* **Quoted text**
Our discourse this morning is not so much about great issues as it is about how to think and talk about great issues. And if that title seems a little presumptuous, I can only hope that what I have to say will bring it down to earth and show that there are issues also in the way in which we choose to talk about issues. Most Americans today accept the axiomatic truths that we live in a free society. I often wonder, however, how many of us realize that a free society is, by definition, a pluralistic society. The pluralistic society is one in which there are many different centers of authority, influence, and opinion competing with one another, arguing with one another, trying by various means to expand their spheres of influence, and producing a great variety of richness and animation. In such a society, there is no single voice, governmental, cultural, religious, or social. There are many voices, each speaking from its point of view and striving to maintain itself in the general competition of belief and support. In dire contrast stands the monistic ideal society, experienced by many millions of persons in other lands, which do have only one voice and which work by many means toward effecting a unanimity of opinion, belief, and settlement on all of the issues of this life. That system bears the name totalitarian, and it is by now an obvious fact that these two are engaged in a gigantic rivalry to capture the imagination of the world.

Having described and outlined this situation, I now wonder the second time of the Americans who realize that a free society means a pluralistic society: How many realize the special demands which a pluralistic society imposes on its members? I am not referring to paying taxes, which you do without thinking. I am referring to just this: The pluralistic society by its very nature tolerates propaganda of all kinds of individual groups, organizations, institutions, and practically anything that is capable of articulation. And it does this on the strength of two suppositions: There are many subjects in regard to which we do not think that we have arrived at the finite in truth. These subjects are still under study and investigation. Not all of the evidence is in, not all of the opinions have been expressed, and therefore, the debate must go on. Hence the activity of our newspapers, public meetings, legislative assemblies, (barber shops, street corners) etc. We accept the fact frankly that most issues, including some of vital relation to our welfare, are still in the realm of deliberative forensics. Then the second supposition.

* **Listing**
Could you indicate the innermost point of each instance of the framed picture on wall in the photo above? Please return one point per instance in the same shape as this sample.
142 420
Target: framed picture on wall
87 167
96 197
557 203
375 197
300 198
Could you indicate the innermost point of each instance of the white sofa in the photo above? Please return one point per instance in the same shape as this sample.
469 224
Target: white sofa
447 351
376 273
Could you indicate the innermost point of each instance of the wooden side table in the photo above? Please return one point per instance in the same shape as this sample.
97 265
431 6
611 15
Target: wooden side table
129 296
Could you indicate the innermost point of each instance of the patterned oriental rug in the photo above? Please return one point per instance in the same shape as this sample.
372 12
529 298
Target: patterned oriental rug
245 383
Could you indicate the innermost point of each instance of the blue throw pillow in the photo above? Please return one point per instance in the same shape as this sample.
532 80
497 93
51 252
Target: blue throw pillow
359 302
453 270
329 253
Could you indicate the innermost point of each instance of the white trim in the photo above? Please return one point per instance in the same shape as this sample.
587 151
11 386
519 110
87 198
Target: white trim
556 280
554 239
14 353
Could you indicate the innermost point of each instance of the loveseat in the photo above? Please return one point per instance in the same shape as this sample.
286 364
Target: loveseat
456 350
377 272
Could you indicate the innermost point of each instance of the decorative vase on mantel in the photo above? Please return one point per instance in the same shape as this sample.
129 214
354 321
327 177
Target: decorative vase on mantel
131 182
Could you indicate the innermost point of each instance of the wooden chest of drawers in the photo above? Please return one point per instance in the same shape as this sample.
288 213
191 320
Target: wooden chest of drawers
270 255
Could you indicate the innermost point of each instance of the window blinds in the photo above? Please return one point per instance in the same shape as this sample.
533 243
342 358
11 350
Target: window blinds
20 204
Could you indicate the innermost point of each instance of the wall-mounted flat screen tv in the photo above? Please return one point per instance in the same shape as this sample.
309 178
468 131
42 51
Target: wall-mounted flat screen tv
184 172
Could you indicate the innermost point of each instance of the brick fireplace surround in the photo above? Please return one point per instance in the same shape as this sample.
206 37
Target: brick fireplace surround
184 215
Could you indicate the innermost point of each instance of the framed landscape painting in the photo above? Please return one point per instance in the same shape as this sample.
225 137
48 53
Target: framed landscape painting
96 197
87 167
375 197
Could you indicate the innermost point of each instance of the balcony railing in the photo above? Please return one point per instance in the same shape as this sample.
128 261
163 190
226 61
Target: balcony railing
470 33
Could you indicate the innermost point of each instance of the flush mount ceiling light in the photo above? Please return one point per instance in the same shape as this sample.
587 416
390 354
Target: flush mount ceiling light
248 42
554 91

* **Required task 1**
Using the speech, say whether each statement agrees with it, answering yes or no and quoting the deciding words: (a) The speaker holds that a free society is by definition a pluralistic one. (b) The speaker says a pluralistic society speaks with a single governmental voice. (c) Paying taxes is one of the special demands the speaker has in mind.
* **Required task 2**
Duplicate everything in the records from the line containing "of the decorative" down to the end of the records, including both ends.
The speech and the records come from unrelated sources.

* **Correct output 1**
(a) Yes: "a free society is, by definition, a pluralistic society."
(b) No: "there is no single voice, governmental, cultural, religious, or social."
(c) No: "I am not referring to paying taxes, which you do without thinking."

* **Correct output 2**
Could you indicate the innermost point of each instance of the decorative vase on mantel in the photo above? Please return one point per instance in the same shape as this sample.
129 214
354 321
327 177
Target: decorative vase on mantel
131 182
Could you indicate the innermost point of each instance of the wooden chest of drawers in the photo above? Please return one point per instance in the same shape as this sample.
288 213
191 320
Target: wooden chest of drawers
270 255
Could you indicate the innermost point of each instance of the window blinds in the photo above? Please return one point per instance in the same shape as this sample.
533 243
342 358
11 350
Target: window blinds
20 204
Could you indicate the innermost point of each instance of the wall-mounted flat screen tv in the photo above? Please return one point per instance in the same shape as this sample.
309 178
468 131
42 51
Target: wall-mounted flat screen tv
184 172
Could you indicate the innermost point of each instance of the brick fireplace surround in the photo above? Please return one point per instance in the same shape as this sample.
206 37
Target: brick fireplace surround
184 215
Could you indicate the innermost point of each instance of the framed landscape painting in the photo above? Please return one point per instance in the same shape as this sample.
225 137
48 53
Target: framed landscape painting
96 197
87 167
375 197
Could you indicate the innermost point of each instance of the balcony railing in the photo above? Please return one point per instance in the same shape as this sample.
128 261
163 190
226 61
Target: balcony railing
470 33
Could you indicate the innermost point of each instance of the flush mount ceiling light in the photo above? Please return one point per instance in the same shape as this sample.
587 416
390 354
Target: flush mount ceiling light
248 42
554 91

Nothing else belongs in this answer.